> _Exercise description_:
Write what comes next in the lesson on bias in machine learning below, starting right after its final sentence.

> _Extracted text_:

-- Opening Marker --

This lesson is being piloted (Beta version)
If you teach this lesson, please tell the authors and provide feedback by opening an issue in the source repository

Understanding and managing bias


Teaching: 0 min
Exercises: 0 min
  • What are common types of bias and their effect in machine learning?

  • At what points can bias enter the machine learning pipeline?

  • Can we manage bias? Some lessons from GLAM

  • Define bias in the context of machine learning

  • Identify common types of bias and how and at what stages these may impact model predictions

  • Give examples of a range of bias mitigation strategies available to GLAM staff


Bias in machine learning

Though AI and machine learning (ML) systems may appear to us as objective, dealing solely in facts and numbers, free from troublesome human proclivities in their decision making, there are abundant opportunities for human bias to enter ML systems at all stages of the pipeline.

Human bias can have a broad and complex range of effects on the classification and predictions of models, with consequences of varying degrees. Bias in AI can be understood in most general terms as an error where incorrect assumptions lead to systematically prejudiced results.

When we typically hear about bias in AI these days, particularly in the news, it is most often presented and understood in the context of societal prejudice and discrimination, where human prejudice in the development and application of algorithms results in the perpetuation of unfairness, inequities, and stereotypes of the real world.

Predictive policing systems are a canonical illustration of this. Such systems are being relied upon as tools for courts to use in sentencing, aiming to predict the likelihood of defendants committing a future crime. Analysis by ProPublica in 2016 of one system used widely throughout the United States, Correctional Offender Management Profiling for Alternative Sanctions (COMPAS) tool, uncovered significant racial disparity between the system predictions for white and black defendants. The COMPAS tool assigns scores from 1 to 10 to a defendent based on 100 or so factors such as age, sex and criminal history (although notably race has been excluded). While overall, “Northpointe’s assessment tool correctly predicts recidivism 61 percent of the time…blacks are almost twice as likely as whites to be labeled a higher risk but not actually re-offend. It makes the opposite mistake among whites: They are much more likely than blacks to be labeled lower risk but go on to commit other crimes. (Source: ProPublica analysis of data from Broward County, Fla.)”. Interestingly, a subsequent study has revealed that the COMPAS tool was actually no better at predicting crimes than random people on the internet.

-- Closing Marker --

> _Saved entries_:
-- Opening Marker --

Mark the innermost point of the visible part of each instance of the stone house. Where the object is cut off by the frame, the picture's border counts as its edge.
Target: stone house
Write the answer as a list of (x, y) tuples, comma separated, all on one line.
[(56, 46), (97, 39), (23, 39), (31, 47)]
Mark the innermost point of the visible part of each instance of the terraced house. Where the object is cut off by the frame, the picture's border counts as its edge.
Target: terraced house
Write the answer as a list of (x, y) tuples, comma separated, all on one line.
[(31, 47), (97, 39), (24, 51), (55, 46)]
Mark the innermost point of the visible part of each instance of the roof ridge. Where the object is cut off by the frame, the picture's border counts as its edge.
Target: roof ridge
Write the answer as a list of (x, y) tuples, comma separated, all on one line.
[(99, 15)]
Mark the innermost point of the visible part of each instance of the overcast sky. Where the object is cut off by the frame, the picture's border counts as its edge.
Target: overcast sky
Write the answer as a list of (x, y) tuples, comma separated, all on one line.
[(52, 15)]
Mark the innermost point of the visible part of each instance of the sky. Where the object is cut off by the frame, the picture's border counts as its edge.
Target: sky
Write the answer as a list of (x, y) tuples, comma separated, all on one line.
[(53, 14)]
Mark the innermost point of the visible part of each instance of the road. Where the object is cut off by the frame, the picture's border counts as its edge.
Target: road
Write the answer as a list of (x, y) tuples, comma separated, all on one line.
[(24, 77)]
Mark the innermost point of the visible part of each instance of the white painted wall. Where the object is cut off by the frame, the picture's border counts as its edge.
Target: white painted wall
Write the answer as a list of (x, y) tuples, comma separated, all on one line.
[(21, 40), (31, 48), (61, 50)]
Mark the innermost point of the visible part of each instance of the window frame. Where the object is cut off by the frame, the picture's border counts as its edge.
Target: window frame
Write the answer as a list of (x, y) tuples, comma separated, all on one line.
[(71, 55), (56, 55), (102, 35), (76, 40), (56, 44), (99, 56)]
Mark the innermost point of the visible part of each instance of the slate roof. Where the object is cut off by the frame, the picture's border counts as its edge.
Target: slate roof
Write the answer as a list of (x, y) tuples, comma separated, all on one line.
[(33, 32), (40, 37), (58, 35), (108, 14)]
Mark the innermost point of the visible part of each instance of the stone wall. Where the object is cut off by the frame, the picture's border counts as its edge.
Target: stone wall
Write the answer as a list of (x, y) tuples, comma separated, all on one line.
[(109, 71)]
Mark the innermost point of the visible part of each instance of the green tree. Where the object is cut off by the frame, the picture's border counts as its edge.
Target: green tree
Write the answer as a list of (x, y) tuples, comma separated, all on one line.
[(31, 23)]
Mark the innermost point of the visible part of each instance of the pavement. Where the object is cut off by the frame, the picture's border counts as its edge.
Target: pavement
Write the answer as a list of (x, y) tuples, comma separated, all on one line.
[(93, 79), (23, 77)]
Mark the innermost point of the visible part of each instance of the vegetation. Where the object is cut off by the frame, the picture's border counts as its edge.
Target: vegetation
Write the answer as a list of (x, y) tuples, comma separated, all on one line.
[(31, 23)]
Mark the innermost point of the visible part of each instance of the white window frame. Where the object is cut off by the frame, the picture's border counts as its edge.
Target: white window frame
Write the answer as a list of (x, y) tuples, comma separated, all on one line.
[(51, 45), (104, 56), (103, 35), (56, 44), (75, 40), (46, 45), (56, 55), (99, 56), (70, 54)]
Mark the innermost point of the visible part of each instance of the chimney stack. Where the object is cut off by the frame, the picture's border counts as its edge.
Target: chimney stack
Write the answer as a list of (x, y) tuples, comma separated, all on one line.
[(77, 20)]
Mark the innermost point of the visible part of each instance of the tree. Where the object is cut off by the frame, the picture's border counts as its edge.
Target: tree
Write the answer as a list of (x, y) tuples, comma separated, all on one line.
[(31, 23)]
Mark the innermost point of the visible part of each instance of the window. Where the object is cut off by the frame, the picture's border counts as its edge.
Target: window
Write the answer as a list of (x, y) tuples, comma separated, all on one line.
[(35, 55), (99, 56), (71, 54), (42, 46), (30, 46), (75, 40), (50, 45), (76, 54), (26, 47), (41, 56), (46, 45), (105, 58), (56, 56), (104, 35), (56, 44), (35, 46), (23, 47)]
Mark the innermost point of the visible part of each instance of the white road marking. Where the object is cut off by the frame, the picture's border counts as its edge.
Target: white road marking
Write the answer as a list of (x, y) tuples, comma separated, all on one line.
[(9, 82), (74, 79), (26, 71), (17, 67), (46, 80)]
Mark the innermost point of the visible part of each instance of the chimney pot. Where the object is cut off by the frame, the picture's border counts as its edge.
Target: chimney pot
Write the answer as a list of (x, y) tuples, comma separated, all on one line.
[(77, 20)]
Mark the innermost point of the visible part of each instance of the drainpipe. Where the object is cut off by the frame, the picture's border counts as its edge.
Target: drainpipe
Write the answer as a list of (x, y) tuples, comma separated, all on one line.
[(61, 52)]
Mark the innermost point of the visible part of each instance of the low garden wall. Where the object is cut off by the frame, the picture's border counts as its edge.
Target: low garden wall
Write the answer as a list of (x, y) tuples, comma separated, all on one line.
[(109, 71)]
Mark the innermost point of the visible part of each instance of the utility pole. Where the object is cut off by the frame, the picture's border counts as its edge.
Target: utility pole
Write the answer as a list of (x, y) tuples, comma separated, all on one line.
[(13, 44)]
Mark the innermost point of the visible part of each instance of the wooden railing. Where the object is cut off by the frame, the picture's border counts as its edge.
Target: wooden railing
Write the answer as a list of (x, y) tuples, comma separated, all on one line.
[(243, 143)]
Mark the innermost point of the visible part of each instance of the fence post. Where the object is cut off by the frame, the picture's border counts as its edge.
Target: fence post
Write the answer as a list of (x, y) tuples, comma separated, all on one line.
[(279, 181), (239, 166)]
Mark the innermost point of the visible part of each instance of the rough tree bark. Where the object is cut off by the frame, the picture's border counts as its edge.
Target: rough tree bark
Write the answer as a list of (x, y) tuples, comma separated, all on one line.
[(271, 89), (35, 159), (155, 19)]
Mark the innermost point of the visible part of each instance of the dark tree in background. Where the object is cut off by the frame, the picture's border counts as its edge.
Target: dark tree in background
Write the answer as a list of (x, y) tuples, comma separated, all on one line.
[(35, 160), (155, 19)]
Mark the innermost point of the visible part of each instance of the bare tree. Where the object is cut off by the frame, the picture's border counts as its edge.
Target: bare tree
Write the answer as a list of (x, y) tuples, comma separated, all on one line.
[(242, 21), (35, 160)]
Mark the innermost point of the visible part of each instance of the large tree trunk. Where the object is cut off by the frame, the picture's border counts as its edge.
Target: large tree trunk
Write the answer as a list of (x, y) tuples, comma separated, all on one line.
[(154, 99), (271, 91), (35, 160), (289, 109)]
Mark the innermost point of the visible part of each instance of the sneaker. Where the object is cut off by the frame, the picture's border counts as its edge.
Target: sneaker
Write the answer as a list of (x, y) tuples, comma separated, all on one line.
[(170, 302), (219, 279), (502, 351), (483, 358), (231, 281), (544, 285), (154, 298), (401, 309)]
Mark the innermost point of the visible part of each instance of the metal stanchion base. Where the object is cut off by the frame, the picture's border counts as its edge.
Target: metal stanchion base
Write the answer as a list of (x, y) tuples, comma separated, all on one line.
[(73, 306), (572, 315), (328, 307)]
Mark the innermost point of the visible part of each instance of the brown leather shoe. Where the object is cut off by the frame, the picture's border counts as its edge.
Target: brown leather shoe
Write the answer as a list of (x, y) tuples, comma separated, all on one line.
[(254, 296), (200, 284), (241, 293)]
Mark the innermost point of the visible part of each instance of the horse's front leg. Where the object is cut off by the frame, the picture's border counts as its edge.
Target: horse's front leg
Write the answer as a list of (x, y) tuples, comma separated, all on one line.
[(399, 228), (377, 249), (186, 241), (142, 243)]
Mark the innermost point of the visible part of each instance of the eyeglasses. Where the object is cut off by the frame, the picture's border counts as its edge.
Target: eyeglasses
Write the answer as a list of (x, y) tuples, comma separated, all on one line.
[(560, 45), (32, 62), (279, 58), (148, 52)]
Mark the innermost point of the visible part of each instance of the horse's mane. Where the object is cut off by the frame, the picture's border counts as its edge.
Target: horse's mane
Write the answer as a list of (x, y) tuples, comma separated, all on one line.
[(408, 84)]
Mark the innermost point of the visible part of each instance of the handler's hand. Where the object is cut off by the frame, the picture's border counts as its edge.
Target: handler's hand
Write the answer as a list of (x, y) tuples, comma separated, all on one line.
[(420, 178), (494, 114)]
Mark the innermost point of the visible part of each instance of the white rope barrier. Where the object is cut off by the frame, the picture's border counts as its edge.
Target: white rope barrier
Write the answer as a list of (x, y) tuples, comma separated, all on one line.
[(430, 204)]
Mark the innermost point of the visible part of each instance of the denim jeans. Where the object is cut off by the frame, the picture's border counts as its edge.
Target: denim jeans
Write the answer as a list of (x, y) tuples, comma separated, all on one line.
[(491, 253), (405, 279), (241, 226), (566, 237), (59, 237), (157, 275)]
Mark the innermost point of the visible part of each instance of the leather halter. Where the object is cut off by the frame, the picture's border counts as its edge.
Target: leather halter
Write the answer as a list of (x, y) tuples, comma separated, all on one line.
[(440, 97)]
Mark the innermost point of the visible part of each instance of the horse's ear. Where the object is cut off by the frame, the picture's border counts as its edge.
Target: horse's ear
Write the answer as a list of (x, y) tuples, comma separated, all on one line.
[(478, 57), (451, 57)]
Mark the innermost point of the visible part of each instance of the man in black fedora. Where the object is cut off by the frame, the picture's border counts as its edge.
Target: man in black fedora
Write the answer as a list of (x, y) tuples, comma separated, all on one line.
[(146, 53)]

-- Closing Marker --

> _Task result_:
Bias may exist in other forms, such as an image dataset that inadvertently contains objects that always happen to appear in the center of the image, making it hard for a classifier to recognise objects that are not in the center of images.

Bias may even be introduced to an algorithm in order to correct an unfair model. Consider an image search algorithm, based on real world data where a majority of men are CEOs. A user searching for “CEO” will find images of primarily men, and a good bias may be introduced in order to insure proper representation of a diversity of CEOs.

In whatever form it takes, and we’ll cover more of these forms in this episode, it is crucial for model builders to be able to identify bias and manage it.

“Although neural networks might be said to write their own programs, they do so towards goals set by humans, using data collected for human purposes. If the data is skewed, even by accident, the computers will amplify injustice.” — The Guardian


Consider this riddle: A father and son get in a car crash and are rushed to the hospital. The father dies. The boy is taken to the operating room and the surgeon says, “I can’t operate on this boy, because he’s my son.” How is this possible?


The surgeon is a woman. In research conducted on 197 BU psychology students (where women outnumbered men two-to-one) and 103 children, ages 7 to 17, only a small minority of subjects—15 percent of the children and 14 percent of the BU students—came up with this answer. Of self-described feminists in the student group, a majority, 78 percent, did not guess the surgeon was the mother. This illustrates how a training dataset may unintentionally come to encode societal gender bias through human applied labels such as “Surgeon” vs. “Female Surgeon”.


Data bias here is not to be confused with the “bias term” also used in machine learning or statistical terms such as bias-variance trade-off.

Common bias types in machine learning

Let’s take a closer look at some specific and common types of bias that may manifest in the undertaking of machine learning approaches at your institution. This is of course only a small handful of potential sources of bias that may affect our judgment and skew a model’s predictions. It’s important for model builders to be vigilant about finding and remedying bias in whatever form it may enter the machine learning pipeline.

Type Definition Example
Prejudice bias Arises when data incorporates cultural, race, gender or stereotypes it should be ignorant of A model is designed to differentiate between men and women in a museum’s photograph collection. The training data contains more pictures of women in kitchens than men in kitchens, or more pictures of men coding than women, then the algorithm is trained to make incorrect inferences about the gender of people engaged in those activities due to prejudices that occur in the real world, represented in the data.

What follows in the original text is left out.